++++ The data
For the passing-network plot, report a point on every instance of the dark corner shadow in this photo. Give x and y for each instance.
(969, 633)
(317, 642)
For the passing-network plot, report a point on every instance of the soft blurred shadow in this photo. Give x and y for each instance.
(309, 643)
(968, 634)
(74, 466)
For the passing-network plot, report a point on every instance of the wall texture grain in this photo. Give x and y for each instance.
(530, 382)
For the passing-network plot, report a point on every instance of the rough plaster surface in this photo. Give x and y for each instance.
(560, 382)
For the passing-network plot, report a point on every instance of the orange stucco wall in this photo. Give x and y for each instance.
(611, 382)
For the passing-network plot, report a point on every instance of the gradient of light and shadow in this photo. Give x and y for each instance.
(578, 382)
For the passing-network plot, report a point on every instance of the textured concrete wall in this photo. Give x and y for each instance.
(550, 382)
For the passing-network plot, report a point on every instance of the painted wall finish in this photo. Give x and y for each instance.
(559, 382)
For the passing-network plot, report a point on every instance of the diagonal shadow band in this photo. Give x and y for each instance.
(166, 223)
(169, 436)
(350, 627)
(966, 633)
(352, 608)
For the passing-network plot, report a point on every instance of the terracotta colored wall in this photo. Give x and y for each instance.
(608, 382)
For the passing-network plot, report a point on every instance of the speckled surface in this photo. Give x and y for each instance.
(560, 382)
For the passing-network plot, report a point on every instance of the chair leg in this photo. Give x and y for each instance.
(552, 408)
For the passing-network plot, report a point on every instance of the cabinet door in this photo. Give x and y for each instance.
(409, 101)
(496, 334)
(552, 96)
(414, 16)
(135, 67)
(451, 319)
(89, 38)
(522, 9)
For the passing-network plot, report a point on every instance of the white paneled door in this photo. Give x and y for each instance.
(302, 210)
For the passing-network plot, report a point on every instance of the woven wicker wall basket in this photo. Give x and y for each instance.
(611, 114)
++++++++
Requirements
Rewrite the listing above with "passing-network plot" changed to "shot map" everywhere it occurs, keeping all other text the same.

The output
For the shot map, report a point on every instance of the dark corner shadow in this photo. Give x and y for each instance.
(969, 633)
(317, 642)
For the shot map, report a point on every instance of the soft blurred shadow in this photo. Give x and y for each instance.
(309, 643)
(968, 634)
(74, 466)
For the shot map, report a point on every instance of the wall texture grain in this photo. Give x and y for each instance.
(530, 382)
For the shot map, report a point on every instance of the rough plaster surface in this photo. Give x and y for each instance.
(560, 382)
For the shot map, report a point on every instance of the orange stucco wall in this photo. Give x and y for each instance.
(611, 382)
For the shot map, report a point on every instance of the gradient of light and shadow in this photo. Give x and y for each instance.
(578, 382)
For the shot map, report a point on every instance of the textured concrete wall in this photo. Give x and y for each instance.
(550, 382)
For the shot map, report a point on every instance of the painted wall finish in this photo. Give x and y for each instance.
(559, 382)
For the shot map, report a point on every instance of the diagonal shadow band in this photo. Give x and y for each instance.
(166, 223)
(169, 436)
(350, 627)
(966, 633)
(352, 608)
For the shot map, report a point on every instance of the terracotta colored wall in this photo. Give x and y for each instance.
(608, 382)
For the shot map, report a point on every instance of the speckled surface in this photo. Give x and y for each instance.
(560, 382)
For the shot map, report a point on every instance of the chair leg in this photo. Give x and y for each instance.
(552, 408)
For the shot map, report a point on every instance of the cabinet door in this photo. Give x and y for each instance.
(409, 101)
(496, 334)
(552, 96)
(414, 16)
(135, 67)
(451, 319)
(89, 38)
(522, 9)
For the shot map, report a point on every instance of the white paneled door in this photo. Give x and y for each instance.
(302, 210)
For the shot map, report a point on every instance of the woven wicker wall basket in this photo. Give x and y for each instance.
(611, 114)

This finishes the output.